* BEGIN *
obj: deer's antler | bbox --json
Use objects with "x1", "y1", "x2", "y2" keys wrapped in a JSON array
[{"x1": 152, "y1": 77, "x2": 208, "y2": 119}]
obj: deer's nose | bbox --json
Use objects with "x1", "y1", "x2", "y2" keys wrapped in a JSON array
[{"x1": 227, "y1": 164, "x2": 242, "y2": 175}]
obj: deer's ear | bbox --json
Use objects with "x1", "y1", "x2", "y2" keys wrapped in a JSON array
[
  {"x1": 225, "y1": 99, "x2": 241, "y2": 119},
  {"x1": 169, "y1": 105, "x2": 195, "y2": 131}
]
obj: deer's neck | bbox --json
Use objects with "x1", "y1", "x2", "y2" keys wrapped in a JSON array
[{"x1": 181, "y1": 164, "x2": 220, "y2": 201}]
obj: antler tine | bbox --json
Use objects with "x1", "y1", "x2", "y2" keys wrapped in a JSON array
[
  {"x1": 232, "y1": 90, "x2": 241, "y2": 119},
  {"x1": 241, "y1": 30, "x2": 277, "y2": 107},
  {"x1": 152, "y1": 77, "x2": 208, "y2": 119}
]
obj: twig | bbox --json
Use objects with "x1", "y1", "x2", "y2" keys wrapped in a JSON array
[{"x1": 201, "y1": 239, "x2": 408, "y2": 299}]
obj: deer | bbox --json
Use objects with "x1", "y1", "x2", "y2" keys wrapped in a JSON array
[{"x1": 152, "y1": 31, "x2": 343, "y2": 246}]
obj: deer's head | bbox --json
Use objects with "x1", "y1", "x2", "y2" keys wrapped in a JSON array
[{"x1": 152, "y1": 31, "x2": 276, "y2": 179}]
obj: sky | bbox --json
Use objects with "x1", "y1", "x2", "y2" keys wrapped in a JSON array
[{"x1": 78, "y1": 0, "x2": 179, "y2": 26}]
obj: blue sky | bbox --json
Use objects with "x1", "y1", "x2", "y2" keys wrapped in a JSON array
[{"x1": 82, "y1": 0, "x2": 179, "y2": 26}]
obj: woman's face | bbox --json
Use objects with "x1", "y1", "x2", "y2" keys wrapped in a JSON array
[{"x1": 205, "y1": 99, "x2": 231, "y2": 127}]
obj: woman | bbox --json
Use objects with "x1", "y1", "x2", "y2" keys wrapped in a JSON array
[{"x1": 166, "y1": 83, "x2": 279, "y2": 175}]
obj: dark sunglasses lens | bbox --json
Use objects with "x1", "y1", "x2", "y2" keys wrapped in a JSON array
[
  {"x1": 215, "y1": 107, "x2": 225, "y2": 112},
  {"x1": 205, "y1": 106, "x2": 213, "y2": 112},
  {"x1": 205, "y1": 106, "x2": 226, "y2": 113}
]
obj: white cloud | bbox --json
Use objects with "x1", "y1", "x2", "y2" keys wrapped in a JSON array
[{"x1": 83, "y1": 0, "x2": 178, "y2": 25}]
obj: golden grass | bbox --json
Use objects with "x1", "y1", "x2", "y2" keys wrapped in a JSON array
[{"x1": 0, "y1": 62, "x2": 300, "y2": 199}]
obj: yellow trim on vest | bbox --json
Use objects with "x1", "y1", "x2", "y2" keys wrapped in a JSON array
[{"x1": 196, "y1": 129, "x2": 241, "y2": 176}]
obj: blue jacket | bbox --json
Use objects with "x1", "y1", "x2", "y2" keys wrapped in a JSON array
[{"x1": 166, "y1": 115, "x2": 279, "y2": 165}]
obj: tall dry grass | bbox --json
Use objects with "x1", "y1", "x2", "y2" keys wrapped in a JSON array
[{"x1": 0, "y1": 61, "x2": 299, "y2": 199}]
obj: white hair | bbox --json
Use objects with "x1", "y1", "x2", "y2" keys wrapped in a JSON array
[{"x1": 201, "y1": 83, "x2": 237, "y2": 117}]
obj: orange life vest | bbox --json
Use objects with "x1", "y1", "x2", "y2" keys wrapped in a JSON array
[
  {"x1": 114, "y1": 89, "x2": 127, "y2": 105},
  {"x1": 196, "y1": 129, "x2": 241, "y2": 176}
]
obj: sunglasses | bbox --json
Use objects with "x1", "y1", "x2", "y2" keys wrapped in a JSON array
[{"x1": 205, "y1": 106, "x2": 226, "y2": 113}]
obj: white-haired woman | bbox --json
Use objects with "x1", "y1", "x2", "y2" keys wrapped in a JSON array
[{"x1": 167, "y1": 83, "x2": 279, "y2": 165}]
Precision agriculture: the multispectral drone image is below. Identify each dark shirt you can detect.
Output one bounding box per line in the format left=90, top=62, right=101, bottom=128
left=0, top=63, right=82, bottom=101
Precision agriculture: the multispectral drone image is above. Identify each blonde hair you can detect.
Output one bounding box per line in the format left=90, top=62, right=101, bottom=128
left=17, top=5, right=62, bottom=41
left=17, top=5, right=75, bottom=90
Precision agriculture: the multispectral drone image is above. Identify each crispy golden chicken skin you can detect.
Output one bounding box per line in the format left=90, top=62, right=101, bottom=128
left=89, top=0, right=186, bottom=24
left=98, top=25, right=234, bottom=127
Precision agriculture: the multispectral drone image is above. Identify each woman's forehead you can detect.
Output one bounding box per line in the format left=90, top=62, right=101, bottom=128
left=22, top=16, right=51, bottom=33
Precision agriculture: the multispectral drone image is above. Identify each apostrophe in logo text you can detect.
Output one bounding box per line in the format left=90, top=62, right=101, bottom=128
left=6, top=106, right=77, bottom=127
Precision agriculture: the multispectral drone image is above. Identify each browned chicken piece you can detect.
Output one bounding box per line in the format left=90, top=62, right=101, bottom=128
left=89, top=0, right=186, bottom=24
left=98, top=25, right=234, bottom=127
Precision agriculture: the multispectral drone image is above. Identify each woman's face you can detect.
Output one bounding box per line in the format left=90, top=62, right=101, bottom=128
* END *
PROBLEM STATEMENT: Render every line of the records above as a JSON list of strings, one string per line, leaving out any blank lines.

TASK ANSWER:
[
  "obj: deer's antler | bbox --json",
  "Use objects with \"x1\", \"y1\", \"x2\", \"y2\" keys wrapped in a JSON array",
  "[{\"x1\": 152, \"y1\": 77, \"x2\": 208, \"y2\": 119}]",
  "obj: deer's nose | bbox --json",
  "Use objects with \"x1\", \"y1\", \"x2\", \"y2\" keys wrapped in a JSON array",
  "[{\"x1\": 227, \"y1\": 164, \"x2\": 242, \"y2\": 175}]",
  "obj: deer's ear | bbox --json",
  "Use objects with \"x1\", \"y1\", \"x2\", \"y2\" keys wrapped in a JSON array",
  "[",
  "  {\"x1\": 225, \"y1\": 99, \"x2\": 241, \"y2\": 119},",
  "  {\"x1\": 169, \"y1\": 105, \"x2\": 195, \"y2\": 131}",
  "]",
  "obj: deer's neck | bbox --json",
  "Use objects with \"x1\", \"y1\", \"x2\", \"y2\" keys wrapped in a JSON array",
  "[{\"x1\": 181, \"y1\": 164, \"x2\": 220, \"y2\": 201}]",
  "obj: antler tine | bbox --json",
  "Use objects with \"x1\", \"y1\", \"x2\", \"y2\" keys wrapped in a JSON array",
  "[",
  "  {\"x1\": 232, \"y1\": 90, \"x2\": 241, \"y2\": 119},",
  "  {\"x1\": 241, \"y1\": 30, \"x2\": 277, \"y2\": 107},",
  "  {\"x1\": 152, \"y1\": 77, \"x2\": 208, \"y2\": 119}",
  "]",
  "obj: twig | bbox --json",
  "Use objects with \"x1\", \"y1\", \"x2\", \"y2\" keys wrapped in a JSON array",
  "[{\"x1\": 201, \"y1\": 239, \"x2\": 408, \"y2\": 299}]",
  "obj: deer | bbox --json",
  "Use objects with \"x1\", \"y1\", \"x2\", \"y2\" keys wrapped in a JSON array",
  "[{\"x1\": 152, \"y1\": 31, \"x2\": 343, \"y2\": 246}]",
  "obj: deer's head | bbox --json",
  "Use objects with \"x1\", \"y1\", \"x2\", \"y2\" keys wrapped in a JSON array",
  "[{\"x1\": 152, \"y1\": 31, \"x2\": 276, \"y2\": 179}]",
  "obj: sky | bbox --json",
  "Use objects with \"x1\", \"y1\", \"x2\", \"y2\" keys wrapped in a JSON array",
  "[{\"x1\": 78, \"y1\": 0, \"x2\": 179, \"y2\": 26}]",
  "obj: blue sky | bbox --json",
  "Use objects with \"x1\", \"y1\", \"x2\", \"y2\" keys wrapped in a JSON array",
  "[{\"x1\": 82, \"y1\": 0, \"x2\": 179, \"y2\": 26}]",
  "obj: woman's face | bbox --json",
  "Use objects with \"x1\", \"y1\", \"x2\", \"y2\" keys wrapped in a JSON array",
  "[{\"x1\": 205, \"y1\": 99, \"x2\": 231, \"y2\": 127}]",
  "obj: woman | bbox --json",
  "Use objects with \"x1\", \"y1\", \"x2\", \"y2\" keys wrapped in a JSON array",
  "[{\"x1\": 166, \"y1\": 83, \"x2\": 279, \"y2\": 175}]",
  "obj: dark sunglasses lens | bbox --json",
  "Use objects with \"x1\", \"y1\", \"x2\", \"y2\" keys wrapped in a JSON array",
  "[",
  "  {\"x1\": 215, \"y1\": 107, \"x2\": 225, \"y2\": 112},",
  "  {\"x1\": 205, \"y1\": 106, \"x2\": 213, \"y2\": 112},",
  "  {\"x1\": 205, \"y1\": 106, \"x2\": 226, \"y2\": 113}",
  "]",
  "obj: white cloud | bbox --json",
  "Use objects with \"x1\", \"y1\", \"x2\", \"y2\" keys wrapped in a JSON array",
  "[{\"x1\": 83, \"y1\": 0, \"x2\": 178, \"y2\": 25}]",
  "obj: golden grass | bbox --json",
  "Use objects with \"x1\", \"y1\", \"x2\", \"y2\" keys wrapped in a JSON array",
  "[{\"x1\": 0, \"y1\": 62, \"x2\": 300, \"y2\": 199}]",
  "obj: yellow trim on vest | bbox --json",
  "Use objects with \"x1\", \"y1\", \"x2\", \"y2\" keys wrapped in a JSON array",
  "[{\"x1\": 196, \"y1\": 129, \"x2\": 241, \"y2\": 176}]",
  "obj: blue jacket | bbox --json",
  "Use objects with \"x1\", \"y1\", \"x2\", \"y2\" keys wrapped in a JSON array",
  "[{\"x1\": 166, \"y1\": 115, \"x2\": 279, \"y2\": 165}]",
  "obj: tall dry grass | bbox --json",
  "Use objects with \"x1\", \"y1\", \"x2\", \"y2\" keys wrapped in a JSON array",
  "[{\"x1\": 0, \"y1\": 61, \"x2\": 299, \"y2\": 199}]",
  "obj: white hair | bbox --json",
  "Use objects with \"x1\", \"y1\", \"x2\", \"y2\" keys wrapped in a JSON array",
  "[{\"x1\": 201, \"y1\": 83, \"x2\": 237, \"y2\": 117}]",
  "obj: orange life vest | bbox --json",
  "Use objects with \"x1\", \"y1\", \"x2\", \"y2\" keys wrapped in a JSON array",
  "[",
  "  {\"x1\": 114, \"y1\": 89, \"x2\": 127, \"y2\": 105},",
  "  {\"x1\": 196, \"y1\": 129, \"x2\": 241, \"y2\": 176}",
  "]",
  "obj: sunglasses | bbox --json",
  "Use objects with \"x1\", \"y1\", \"x2\", \"y2\" keys wrapped in a JSON array",
  "[{\"x1\": 205, \"y1\": 106, \"x2\": 226, \"y2\": 113}]",
  "obj: white-haired woman | bbox --json",
  "Use objects with \"x1\", \"y1\", \"x2\", \"y2\" keys wrapped in a JSON array",
  "[{\"x1\": 167, \"y1\": 83, \"x2\": 279, \"y2\": 165}]",
  "Precision agriculture: the multispectral drone image is below. Identify each dark shirt you can detect.",
  "Output one bounding box per line in the format left=90, top=62, right=101, bottom=128",
  "left=0, top=63, right=82, bottom=101",
  "Precision agriculture: the multispectral drone image is above. Identify each blonde hair you can detect.",
  "Output one bounding box per line in the format left=90, top=62, right=101, bottom=128",
  "left=17, top=5, right=62, bottom=41",
  "left=17, top=5, right=75, bottom=90",
  "Precision agriculture: the multispectral drone image is above. Identify each crispy golden chicken skin you can detect.",
  "Output one bounding box per line in the format left=90, top=62, right=101, bottom=128",
  "left=89, top=0, right=186, bottom=24",
  "left=98, top=25, right=234, bottom=127",
  "Precision agriculture: the multispectral drone image is above. Identify each woman's forehead you can detect.",
  "Output one bounding box per line in the format left=90, top=62, right=101, bottom=128",
  "left=22, top=16, right=51, bottom=33",
  "Precision agriculture: the multispectral drone image is above. Identify each apostrophe in logo text you can detect.",
  "Output one bounding box per line in the format left=90, top=62, right=101, bottom=128",
  "left=6, top=106, right=77, bottom=127",
  "Precision agriculture: the multispectral drone image is above. Identify each browned chicken piece you can detect.",
  "Output one bounding box per line in the format left=90, top=62, right=101, bottom=128",
  "left=89, top=0, right=186, bottom=24",
  "left=98, top=25, right=234, bottom=127",
  "Precision agriculture: the multispectral drone image is above. Identify each woman's face you can detect.",
  "Output one bounding box per line in the format left=90, top=62, right=101, bottom=128"
]